Exercise directions: The answer must consist of the entire listing, repeated exactly.

Available data:
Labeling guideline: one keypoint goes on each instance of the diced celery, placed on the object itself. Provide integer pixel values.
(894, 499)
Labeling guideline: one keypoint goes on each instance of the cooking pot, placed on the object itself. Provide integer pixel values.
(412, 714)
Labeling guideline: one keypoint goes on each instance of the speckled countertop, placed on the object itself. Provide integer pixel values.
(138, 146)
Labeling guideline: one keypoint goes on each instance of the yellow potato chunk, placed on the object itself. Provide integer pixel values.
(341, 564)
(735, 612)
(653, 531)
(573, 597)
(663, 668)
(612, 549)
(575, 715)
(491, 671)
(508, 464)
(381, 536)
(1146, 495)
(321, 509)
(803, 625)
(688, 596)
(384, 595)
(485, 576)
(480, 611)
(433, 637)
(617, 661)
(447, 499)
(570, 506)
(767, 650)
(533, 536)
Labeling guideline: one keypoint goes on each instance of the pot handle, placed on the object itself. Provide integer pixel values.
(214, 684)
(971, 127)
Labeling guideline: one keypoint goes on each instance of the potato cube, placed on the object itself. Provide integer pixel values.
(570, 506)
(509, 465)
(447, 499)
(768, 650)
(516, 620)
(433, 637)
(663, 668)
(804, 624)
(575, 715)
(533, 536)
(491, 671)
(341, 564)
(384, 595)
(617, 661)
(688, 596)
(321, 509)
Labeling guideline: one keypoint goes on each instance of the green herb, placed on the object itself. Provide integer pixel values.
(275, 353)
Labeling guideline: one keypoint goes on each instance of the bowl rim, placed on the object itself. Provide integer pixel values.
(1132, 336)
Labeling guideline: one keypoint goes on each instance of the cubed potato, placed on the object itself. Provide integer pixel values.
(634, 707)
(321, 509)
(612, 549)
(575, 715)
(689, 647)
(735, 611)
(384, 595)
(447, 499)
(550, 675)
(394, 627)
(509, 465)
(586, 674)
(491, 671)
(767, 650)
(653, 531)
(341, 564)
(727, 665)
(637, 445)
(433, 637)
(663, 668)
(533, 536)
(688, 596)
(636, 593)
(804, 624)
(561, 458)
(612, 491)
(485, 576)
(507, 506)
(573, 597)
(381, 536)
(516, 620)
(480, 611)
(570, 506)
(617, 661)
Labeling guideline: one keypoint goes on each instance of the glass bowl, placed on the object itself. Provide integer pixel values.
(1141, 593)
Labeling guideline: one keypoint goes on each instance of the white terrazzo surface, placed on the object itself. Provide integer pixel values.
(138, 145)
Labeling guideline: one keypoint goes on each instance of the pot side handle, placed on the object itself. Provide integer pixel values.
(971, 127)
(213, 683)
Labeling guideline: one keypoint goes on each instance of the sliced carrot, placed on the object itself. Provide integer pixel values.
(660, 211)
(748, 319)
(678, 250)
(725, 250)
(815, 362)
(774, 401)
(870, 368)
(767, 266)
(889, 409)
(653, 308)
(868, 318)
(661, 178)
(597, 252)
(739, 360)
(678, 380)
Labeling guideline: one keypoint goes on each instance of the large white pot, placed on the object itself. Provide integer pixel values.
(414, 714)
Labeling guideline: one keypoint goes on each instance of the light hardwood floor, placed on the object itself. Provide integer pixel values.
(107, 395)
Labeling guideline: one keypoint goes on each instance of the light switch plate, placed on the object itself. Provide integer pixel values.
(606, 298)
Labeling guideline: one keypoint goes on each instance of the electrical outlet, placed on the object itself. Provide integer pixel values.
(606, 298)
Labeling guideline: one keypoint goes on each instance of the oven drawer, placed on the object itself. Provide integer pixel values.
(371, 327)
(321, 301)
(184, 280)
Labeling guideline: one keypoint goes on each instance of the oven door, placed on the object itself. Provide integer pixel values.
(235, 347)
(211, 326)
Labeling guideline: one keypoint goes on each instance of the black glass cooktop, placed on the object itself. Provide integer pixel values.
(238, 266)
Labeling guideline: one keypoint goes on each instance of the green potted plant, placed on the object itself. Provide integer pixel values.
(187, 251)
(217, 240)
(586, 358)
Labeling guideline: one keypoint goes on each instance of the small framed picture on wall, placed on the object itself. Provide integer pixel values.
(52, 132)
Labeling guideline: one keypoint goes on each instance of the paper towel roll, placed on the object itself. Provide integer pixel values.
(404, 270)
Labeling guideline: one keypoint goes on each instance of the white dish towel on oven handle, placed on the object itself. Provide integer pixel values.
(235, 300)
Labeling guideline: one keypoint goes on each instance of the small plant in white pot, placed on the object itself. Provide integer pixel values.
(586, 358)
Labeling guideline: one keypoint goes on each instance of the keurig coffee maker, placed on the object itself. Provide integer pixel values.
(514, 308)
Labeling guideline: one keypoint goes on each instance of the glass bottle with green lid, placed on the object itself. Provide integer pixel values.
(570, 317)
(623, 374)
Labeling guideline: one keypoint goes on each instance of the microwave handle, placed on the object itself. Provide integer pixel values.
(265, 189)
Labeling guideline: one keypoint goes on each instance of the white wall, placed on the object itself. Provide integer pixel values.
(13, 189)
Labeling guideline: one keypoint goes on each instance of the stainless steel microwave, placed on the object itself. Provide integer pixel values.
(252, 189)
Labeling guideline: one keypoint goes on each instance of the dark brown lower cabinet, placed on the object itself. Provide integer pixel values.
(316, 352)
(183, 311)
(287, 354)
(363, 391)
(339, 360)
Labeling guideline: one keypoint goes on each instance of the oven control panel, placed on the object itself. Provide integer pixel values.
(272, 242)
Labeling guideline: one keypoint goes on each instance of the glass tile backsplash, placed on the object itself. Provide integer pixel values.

Task solution:
Labeling guideline: one keypoint goes on each instance of the diced celery, placed on the object itself. Provide integer pixel values.
(894, 499)
Labeling guideline: one keypoint goes on each instance of the cooking pot, placed on the object itself. Provide integer pixel values.
(412, 714)
Labeling guideline: one keypoint goes on each instance of the speckled countertop, placed on the object itself. Provide integer pixel values.
(138, 146)
Labeling guideline: one keypoint goes on each instance of the yellow potato chunk, placed on the object itself. Provide integer pixel values.
(341, 564)
(735, 612)
(653, 531)
(573, 597)
(663, 668)
(612, 549)
(575, 715)
(491, 671)
(508, 464)
(381, 536)
(1146, 495)
(321, 509)
(803, 625)
(688, 596)
(384, 595)
(485, 576)
(480, 611)
(433, 637)
(617, 661)
(447, 499)
(570, 506)
(767, 650)
(533, 536)
Labeling guideline: one keypoint goes on each instance of the pot handle, placed on the object itself. Provide integer pixel values.
(214, 684)
(971, 127)
Labeling guideline: one keypoint goes on each instance of the potato cube, placed on the object itself. Provide integer pixel values.
(570, 506)
(509, 465)
(447, 499)
(768, 650)
(516, 620)
(433, 637)
(663, 668)
(804, 624)
(575, 715)
(533, 536)
(491, 671)
(341, 564)
(384, 595)
(617, 661)
(688, 596)
(321, 509)
Labeling guideline: one keypoint goes on each instance of the green herb, placed on the object itself. Provide integer pixel values.
(275, 353)
Labeling guideline: one keypoint goes on each instance of the bowl rim, placed on the object itself. Provide integer pixel values.
(1132, 336)
Labeling guideline: one keypoint goes on each instance of the cubed potato, placed on the object itself. Provide integer pixel values.
(634, 707)
(321, 509)
(612, 549)
(575, 715)
(689, 647)
(735, 611)
(384, 595)
(447, 499)
(550, 675)
(394, 627)
(509, 465)
(586, 674)
(491, 671)
(767, 650)
(653, 531)
(341, 564)
(727, 665)
(637, 445)
(433, 637)
(663, 668)
(533, 536)
(688, 596)
(636, 593)
(804, 624)
(561, 458)
(612, 491)
(485, 576)
(507, 506)
(573, 597)
(381, 536)
(516, 620)
(480, 611)
(570, 506)
(617, 661)
Labeling guideline: one keypoint goes on each instance of the glass bowl, placed on the object itself. Provide integer pixel values.
(1141, 593)
Labeling guideline: one keypoint goes on each instance of the white terrazzo surface, placed on the object itself. Provide integer pixel values.
(138, 145)
Labeling guideline: one keypoint goes on each instance of the pot side handle, placed on the object itself. Provide integer pixel values.
(971, 127)
(213, 683)
Labeling guideline: one keypoint goes on each instance of the sliced carrot, placed on the object itself. Provide integer pixel values.
(660, 211)
(748, 319)
(678, 250)
(725, 250)
(815, 362)
(774, 401)
(870, 368)
(767, 266)
(889, 409)
(653, 308)
(868, 318)
(661, 178)
(597, 252)
(739, 360)
(678, 380)
Labeling guideline: one keypoint goes on each instance of the large white pot, placed on the object itself. Provide integer pixel values.
(414, 714)
Labeling guideline: one keypoint goes on each instance of the light hardwood floor, placed on the object itself. Provide integer pixel values.
(107, 395)
Labeling guideline: one keypoint goes on each instance of the light switch plate, placed on the object itself. Provide integer pixel values.
(606, 298)
Labeling guideline: one keypoint goes on each instance of the electrical outlet, placed on the object itself. Provide integer pixel values.
(606, 298)
Labeling guideline: one keypoint goes on each instance of the oven drawer, placed on the object itself. Provide integer pixel values.
(371, 327)
(321, 301)
(184, 280)
Labeling guideline: one keypoint goes on each instance of the oven door, placed on the object itself. Provide integer pixel values.
(235, 347)
(211, 326)
Labeling guideline: one keypoint goes on each instance of the black glass cooktop, placed on the object itself. Provide integer pixel values.
(238, 266)
Labeling guideline: one keypoint goes on each instance of the green potted plant, placed on the object itself. Provide integer pixel values.
(187, 251)
(217, 240)
(586, 358)
Labeling guideline: one keypoint goes on each instance of the small framed picture on wall, placed on the object itself. Provide integer pixel values.
(52, 132)
Labeling guideline: one keypoint goes on each instance of the paper towel roll, placed on the object itself. Provide integer pixel values.
(404, 270)
Labeling guideline: one keypoint goes on each instance of the white dish towel on oven handle, placed on the object itself. Provide integer pixel values.
(235, 300)
Labeling guideline: one keypoint goes on each instance of the small plant in white pot, placed on the object itself. Provide integer pixel values.
(586, 358)
Labeling guideline: one keypoint goes on each instance of the keurig coffee maker, placed on the object itself. Provide integer pixel values.
(514, 308)
Labeling guideline: one keypoint goes on each instance of the glass bottle with green lid, placed on the object itself. Provide integer pixel values.
(570, 317)
(623, 374)
Labeling guideline: one keypoint goes on each instance of the microwave handle, placed on the object itself. Provide integer pixel values.
(265, 189)
Labeling guideline: one keypoint goes on each instance of the white wall, placed on the object itself. Provide integer pixel values.
(13, 189)
Labeling guideline: one keypoint goes on each instance of the stainless steel microwave, placed on the object itself. Provide integer pixel values.
(252, 189)
Labeling guideline: one keypoint goes on each instance of the dark brown lower cabinet, placed on the object itself. Provide integer pixel values.
(316, 352)
(183, 311)
(287, 354)
(363, 391)
(339, 360)
Labeling guideline: one keypoint goes on each instance of the oven control panel, placed on the object itself. Provide integer pixel values.
(272, 242)
Labeling guideline: one keypoint goes on each instance of the glass tile backsplash, placed on the object itself. Provide integer pixel values.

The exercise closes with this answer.